--- SUPPLIED PASSAGE Enclosed Below ---

Survival of the fittest

There are thousands of women and men in Guyana who take a really great interest in the food that they eat, and I think that most, if not all of them believe that good food starts off with  good, high-quality ingredients. The highest quality ingredients are those that spend the shortest amount of time between being harvested and the pot. Although for most things the supermarket provides an invaluable service, you will be hard pushed to find first-class quality perishables (fruit and vegetables) in them.

So the ideal aim is fresh food, freshly picked and full of flavour, and above all chemical free.  And the other ideal is to eat at least five portions of fresh fruit and vegetables every day to keep you all fighting fit.  If you stick to that they say you’ll live forever! So the use of the term “fresh” means eatables grown by the kitchen door whether or not you have used chemicals to control pests or diseases which might affect them. Obviously it is better if you can get plants to the harvest stage without recourse to chemicals, but I’m afraid that the purists also include fertilizers in their list of restrictions. In an ideal regime of growing one should try to use the minimum possible, and wherever possible use manual means to remove pests and diseases. Rub off with thumb and forefinger, prune infected parts with scissors or pinch out with fingers, and above all keep down those plants (weeds) which provide alternative shelter to the pests and diseases which get to your crops and to your ornamentals.

--- End of Enclosed SUPPLIED PASSAGE ---
--- ENTRIES PROVIDED Enclosed Below ---

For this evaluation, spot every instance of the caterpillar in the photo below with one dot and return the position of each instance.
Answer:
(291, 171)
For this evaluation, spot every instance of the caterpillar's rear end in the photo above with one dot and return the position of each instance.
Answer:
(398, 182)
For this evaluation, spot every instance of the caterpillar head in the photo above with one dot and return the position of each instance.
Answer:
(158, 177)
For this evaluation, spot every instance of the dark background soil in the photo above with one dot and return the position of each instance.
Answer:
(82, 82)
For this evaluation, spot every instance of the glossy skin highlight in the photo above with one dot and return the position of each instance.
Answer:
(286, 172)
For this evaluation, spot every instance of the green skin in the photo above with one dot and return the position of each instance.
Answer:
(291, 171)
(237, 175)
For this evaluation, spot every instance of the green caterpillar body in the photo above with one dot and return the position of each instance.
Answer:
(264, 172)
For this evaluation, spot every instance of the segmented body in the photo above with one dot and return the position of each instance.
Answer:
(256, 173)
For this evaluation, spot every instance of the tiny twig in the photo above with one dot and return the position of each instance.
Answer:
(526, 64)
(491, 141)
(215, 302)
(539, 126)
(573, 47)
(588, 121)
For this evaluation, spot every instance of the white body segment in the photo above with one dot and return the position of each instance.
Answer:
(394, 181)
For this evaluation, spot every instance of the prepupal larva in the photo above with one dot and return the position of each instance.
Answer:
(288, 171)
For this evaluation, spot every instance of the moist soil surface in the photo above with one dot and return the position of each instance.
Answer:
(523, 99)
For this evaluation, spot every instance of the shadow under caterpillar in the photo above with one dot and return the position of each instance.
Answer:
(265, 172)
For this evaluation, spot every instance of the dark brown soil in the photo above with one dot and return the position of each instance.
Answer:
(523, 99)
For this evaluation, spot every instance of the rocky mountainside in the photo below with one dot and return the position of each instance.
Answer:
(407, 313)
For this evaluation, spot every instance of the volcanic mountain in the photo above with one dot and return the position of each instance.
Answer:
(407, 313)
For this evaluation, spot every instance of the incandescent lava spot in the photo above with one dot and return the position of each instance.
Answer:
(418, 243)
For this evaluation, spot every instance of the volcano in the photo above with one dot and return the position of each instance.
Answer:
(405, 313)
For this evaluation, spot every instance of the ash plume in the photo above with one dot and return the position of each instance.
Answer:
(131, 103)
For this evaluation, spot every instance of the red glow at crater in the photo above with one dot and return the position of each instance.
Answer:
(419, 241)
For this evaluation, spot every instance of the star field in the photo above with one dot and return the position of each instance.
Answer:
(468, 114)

--- End of Enclosed ENTRIES PROVIDED ---

EXERCISE TASKS →
**1.** According to the passage on fresh produce, how many portions of fresh fruit and vegetables should a person eat every day?
**2.** List every manual method that the passage on fresh produce gives for dealing with pests and diseases.
**3.** Carry on the passage on growing fresh, chemical-free produce from its last sentence.

ANSWERS FOR EACH ITEM →
**1.** At least five portions.

**2.**
- Rub them off with thumb and forefinger
- Prune infected parts with scissors
- Pinch them out with fingers
- Keep down weeds, which give pests and diseases alternative shelter

**3.**
From a practical viewpoint you’ll have to become an intensive gardener. This means that you’ll have to use every bit of space. Plant or sow your vegetables amongst your herbaceous plants in the border, or in pots,  as well in the traditional vegetable garden. Many are sufficiently attractive in their form and habit that they can actually increase the interest of the ornamental side of the garden. In Guyana one is incredibly lucky because it really is easy to grow a wide range of fruits in a relatively small garden, and it is surprising, or perhaps not so surprising that because fruit trees grow upwards and usually form a head there is space and shade below them which enables you to grow lower growing fruit (tomatoes) and vegetables.

Remember dear reader that when you are growing for yourself or for your family just a pinch of seed will generally give you enough plants for the entire street. Sow thinly to avoid damping off fungus.  One important point occurs to me and always preoccupies my mind and it is this. When I’m moving seedling from the tray into their first pot or even into the ground I select only the strongest youngsters. The rest are discarded.  It’s a bit ruthless, but you should be the same as well. This is natural selection at work, and applies to everything we do in the garden. When we’re taking cuttings we take them (or ought to take them) from the strongest plants. That is those that are the most vigorous, those that produce the best flowers and the most, and those that are disease free and you know rarely get infested by insects. And so on. And so on. It is the survival of the fittest.